Natural-language object grounding data
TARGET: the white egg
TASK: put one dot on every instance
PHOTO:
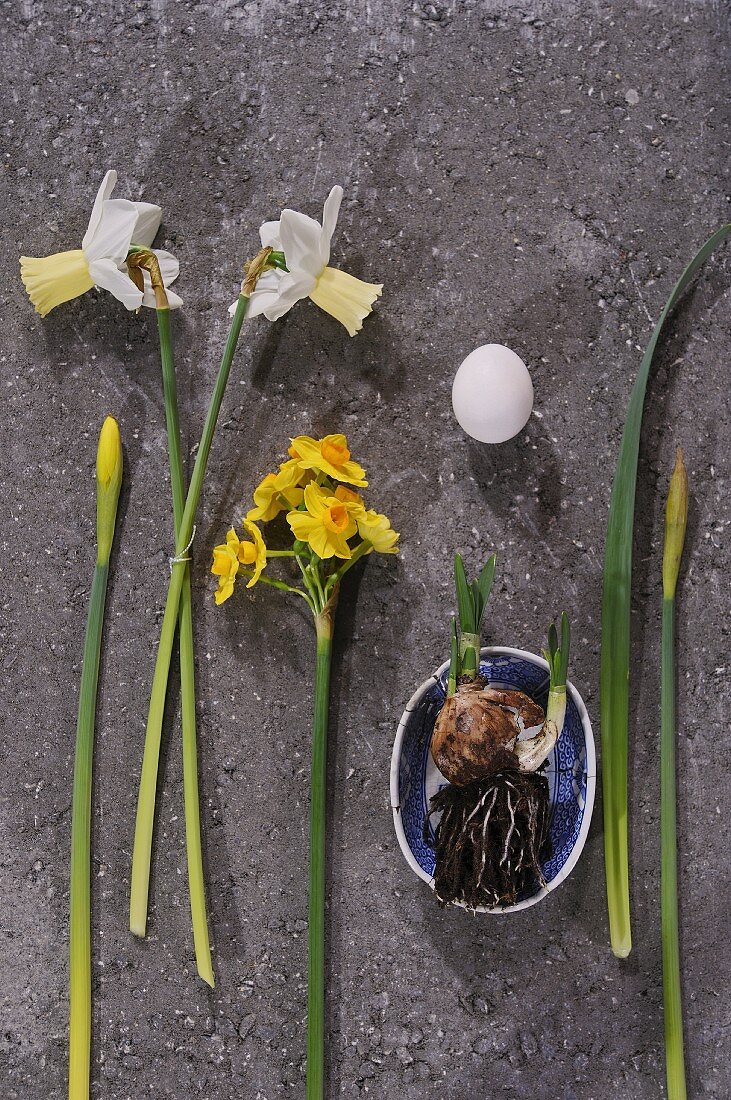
(493, 394)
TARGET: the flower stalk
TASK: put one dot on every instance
(675, 526)
(316, 996)
(332, 530)
(109, 480)
(143, 833)
(191, 798)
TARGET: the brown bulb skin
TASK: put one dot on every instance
(475, 735)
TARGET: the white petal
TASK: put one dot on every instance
(265, 295)
(269, 235)
(276, 298)
(300, 240)
(292, 287)
(112, 237)
(330, 212)
(107, 274)
(168, 265)
(148, 219)
(108, 185)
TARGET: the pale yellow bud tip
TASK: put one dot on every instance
(676, 518)
(109, 452)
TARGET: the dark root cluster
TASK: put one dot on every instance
(491, 838)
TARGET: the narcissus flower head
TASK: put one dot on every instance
(101, 261)
(329, 455)
(327, 525)
(229, 556)
(277, 492)
(305, 245)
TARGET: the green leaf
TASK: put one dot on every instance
(485, 585)
(615, 678)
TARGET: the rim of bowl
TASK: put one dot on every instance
(590, 779)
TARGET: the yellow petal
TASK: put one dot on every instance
(344, 297)
(52, 279)
(347, 495)
(259, 552)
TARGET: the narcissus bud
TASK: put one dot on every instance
(109, 482)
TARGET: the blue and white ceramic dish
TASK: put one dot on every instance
(571, 769)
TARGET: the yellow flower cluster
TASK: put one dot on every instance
(312, 486)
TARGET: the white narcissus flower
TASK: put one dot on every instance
(306, 248)
(101, 261)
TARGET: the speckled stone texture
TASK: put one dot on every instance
(532, 175)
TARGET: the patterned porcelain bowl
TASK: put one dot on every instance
(571, 769)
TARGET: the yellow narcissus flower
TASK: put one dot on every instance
(343, 493)
(327, 525)
(269, 493)
(329, 455)
(377, 530)
(306, 248)
(234, 552)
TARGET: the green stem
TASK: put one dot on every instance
(79, 1031)
(191, 796)
(674, 1055)
(316, 1001)
(143, 832)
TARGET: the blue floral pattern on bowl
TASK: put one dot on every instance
(571, 769)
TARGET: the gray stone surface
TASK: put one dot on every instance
(534, 175)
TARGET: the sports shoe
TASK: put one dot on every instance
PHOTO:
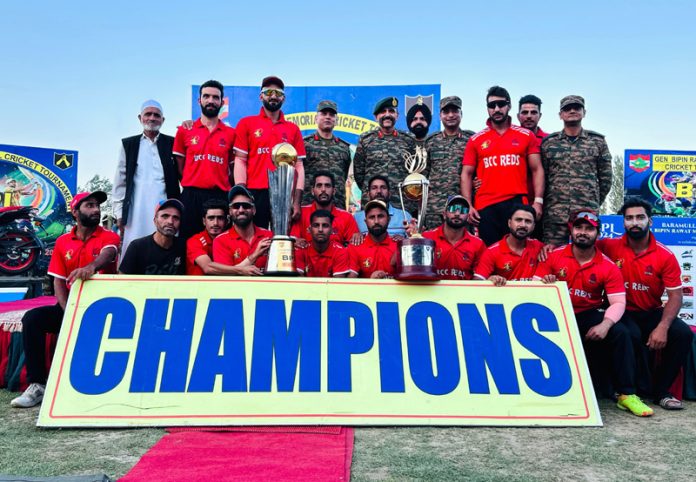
(31, 397)
(635, 405)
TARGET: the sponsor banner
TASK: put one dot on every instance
(146, 351)
(355, 105)
(679, 235)
(665, 179)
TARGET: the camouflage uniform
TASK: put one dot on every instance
(578, 175)
(445, 155)
(331, 155)
(379, 153)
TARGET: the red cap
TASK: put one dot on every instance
(100, 196)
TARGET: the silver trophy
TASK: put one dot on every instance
(415, 255)
(281, 185)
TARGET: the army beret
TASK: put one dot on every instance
(572, 99)
(327, 105)
(450, 100)
(384, 103)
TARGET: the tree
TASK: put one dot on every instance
(99, 183)
(614, 199)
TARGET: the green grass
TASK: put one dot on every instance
(626, 448)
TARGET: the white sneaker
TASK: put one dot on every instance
(31, 397)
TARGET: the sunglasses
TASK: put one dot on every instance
(497, 103)
(241, 205)
(457, 208)
(272, 92)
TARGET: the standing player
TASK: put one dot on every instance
(204, 157)
(515, 257)
(648, 268)
(500, 156)
(322, 258)
(373, 257)
(457, 252)
(593, 280)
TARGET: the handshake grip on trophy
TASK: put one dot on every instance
(415, 255)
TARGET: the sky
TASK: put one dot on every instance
(73, 74)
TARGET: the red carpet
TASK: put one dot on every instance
(248, 453)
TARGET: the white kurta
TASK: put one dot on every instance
(148, 190)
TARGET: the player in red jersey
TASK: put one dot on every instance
(457, 252)
(648, 268)
(323, 189)
(374, 256)
(322, 258)
(593, 281)
(515, 257)
(500, 155)
(204, 154)
(256, 137)
(244, 244)
(87, 249)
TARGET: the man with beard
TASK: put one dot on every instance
(418, 119)
(500, 155)
(373, 257)
(445, 151)
(577, 163)
(457, 252)
(244, 244)
(162, 252)
(648, 268)
(378, 188)
(343, 225)
(593, 282)
(256, 137)
(87, 249)
(145, 174)
(326, 152)
(381, 151)
(204, 156)
(515, 257)
(322, 258)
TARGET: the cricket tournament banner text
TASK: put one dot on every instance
(149, 351)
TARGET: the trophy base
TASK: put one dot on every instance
(281, 257)
(415, 260)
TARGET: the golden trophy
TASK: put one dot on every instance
(281, 185)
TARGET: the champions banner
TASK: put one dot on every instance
(147, 351)
(665, 179)
(355, 105)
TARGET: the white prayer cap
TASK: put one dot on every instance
(151, 103)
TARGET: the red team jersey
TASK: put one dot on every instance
(231, 249)
(344, 225)
(335, 260)
(455, 261)
(647, 274)
(498, 259)
(500, 162)
(70, 252)
(589, 284)
(208, 155)
(371, 256)
(200, 244)
(256, 137)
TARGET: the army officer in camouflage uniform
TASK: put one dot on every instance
(326, 152)
(445, 152)
(578, 170)
(381, 151)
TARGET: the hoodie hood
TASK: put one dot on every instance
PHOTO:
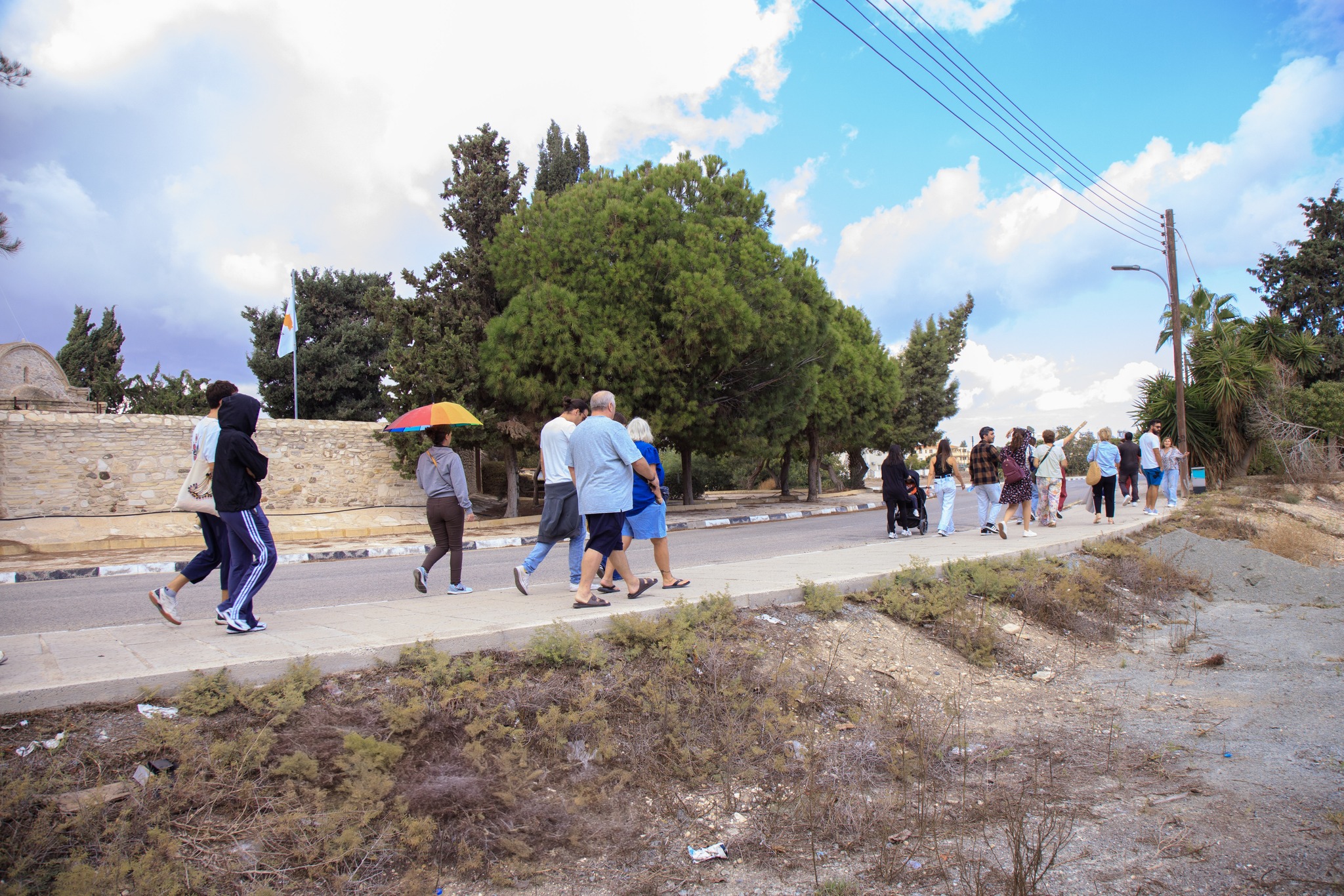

WHAT IS BEING ASKED :: Leaving all pictures aside, quote each record exactly.

TASK RESPONSE ::
TARGET: the white egg
TASK: put one dot on every instance
PHOTO:
(493, 394)
TARGET: the flower stalk
TASK: put one dot on every instance
(675, 526)
(316, 996)
(332, 530)
(109, 480)
(143, 833)
(191, 798)
TARGET: the brown bulb skin
TASK: put one dot on every instance
(475, 735)
TARGET: the white petal
TASK: put one dot on every instance
(265, 295)
(269, 235)
(276, 298)
(300, 240)
(292, 287)
(112, 237)
(330, 212)
(107, 274)
(168, 265)
(148, 219)
(108, 185)
TARGET: the pale yellow bud tip
TASK: put one dot on every instance
(676, 518)
(109, 452)
TARGET: the dark root cluster
TASK: put one dot on every instance
(491, 838)
TARGET: the narcissus flower head
TASK: put one dot on every instance
(101, 261)
(329, 455)
(327, 525)
(229, 556)
(277, 492)
(305, 245)
TARGET: the green leaf
TASK: put one dot on every instance
(485, 585)
(615, 678)
TARGET: the rim of bowl
TASK: put one dot on every instance
(590, 779)
TARGET: the yellow petal
TASK: put one dot on every instance
(344, 297)
(52, 279)
(347, 495)
(259, 552)
TARGET: the narcissus bud
TASK: put one dot on every instance
(109, 482)
TARGET: the blue and white ceramic dish
TASK: put one dot on every instance
(571, 769)
TARGET: the yellow flower cluster
TASK: put one dot on every instance
(312, 486)
TARGET: the white narcissus flower
TASK: put one dot on every instance
(306, 248)
(101, 261)
TARGET: the speckled stone texture
TASK: put one dot on every instance
(532, 175)
TARGET: the patterned porcelain bowl
TASK: put one dot on every instance
(571, 769)
TARGET: the yellow narcissus flower
TASK: put one dot on every instance
(343, 493)
(327, 525)
(269, 493)
(329, 455)
(377, 530)
(306, 248)
(234, 552)
TARGET: the green stem
TASK: put one dot on every instance
(79, 1031)
(191, 796)
(674, 1055)
(316, 1001)
(143, 832)
TARGET: the blue floral pattern on bowl
TASK: put one dot on every instance
(571, 769)
TARGET: the gray stone surface
TASK: put one dot on every instance
(534, 175)
TARGET: the sports shoe
TASK: put one dot on every instance
PHOTO:
(31, 397)
(635, 405)
TARGET: the sponsor banner
TASK: put one dot on every instance
(146, 351)
(355, 105)
(679, 235)
(665, 179)
TARGET: the camouflage uniform
TASK: put one dot on every instance
(578, 175)
(445, 155)
(331, 155)
(379, 153)
TARGET: the red cap
TASK: put one dot on every instance
(100, 196)
TARGET: the silver trophy
TASK: put one dot on every instance
(415, 255)
(281, 185)
TARGET: the army beret
TASK: put one dot on every instance
(572, 99)
(327, 105)
(450, 100)
(384, 103)
TARGET: the tree
TASK: put one dot on every instance
(99, 183)
(614, 199)
TARGET: the green grass
TASK: put one dot on every instance
(626, 448)
TARGET: the white sneaker
TASK: put one dot on every instance
(31, 397)
TARGET: the sunglasses
TASK: put one dot on every instance
(497, 103)
(241, 205)
(457, 208)
(272, 92)
TARGET: the standing player
TASK: put one dot on every instance
(204, 157)
(515, 257)
(648, 268)
(500, 156)
(322, 258)
(373, 257)
(457, 252)
(593, 280)
TARGET: the handshake grip on trophy
TASK: put one dot on every instance
(415, 255)
TARGET: the sky
TASK: put one dot on every instance
(73, 74)
TARGET: the red carpet
TASK: put one dot on every instance
(248, 453)
TARGET: the white kurta
TASK: put one dot on every instance
(148, 190)
TARGET: the player in red jersey
TASK: put one dot on every instance
(457, 252)
(648, 268)
(323, 189)
(374, 256)
(322, 258)
(593, 281)
(515, 257)
(500, 155)
(204, 154)
(256, 137)
(244, 244)
(87, 249)
TARGET: the man with beard
TASK: put one dot on every instance
(418, 119)
(500, 155)
(373, 257)
(445, 151)
(577, 163)
(457, 252)
(244, 244)
(162, 252)
(648, 268)
(378, 188)
(343, 225)
(593, 282)
(256, 137)
(87, 249)
(145, 174)
(326, 152)
(381, 151)
(204, 156)
(515, 257)
(322, 258)
TARGET: the cricket tournament banner text
TASK: put one dot on every instance
(149, 351)
TARGET: the trophy base
TASK: put one dot on every instance
(281, 257)
(415, 260)
TARGET: the golden trophy
TASK: put one dot on every instance
(281, 185)
TARGET: the champions banner
TASK: put one dot on every instance
(147, 351)
(665, 179)
(355, 105)
TARGET: the white prayer cap
TASK: put one dot on every instance
(151, 103)
TARGET: the red team jersey
TASK: put one dot on every instance
(231, 249)
(344, 225)
(335, 260)
(455, 261)
(647, 274)
(498, 259)
(500, 162)
(70, 252)
(589, 284)
(208, 155)
(371, 256)
(200, 244)
(256, 137)
TARGET: the army officer in camouflage uniform
TASK: put one dot on every instance
(326, 152)
(445, 152)
(578, 170)
(381, 151)
TARGET: the hoodie hood
TASK: put one dot on every instance
PHOTO:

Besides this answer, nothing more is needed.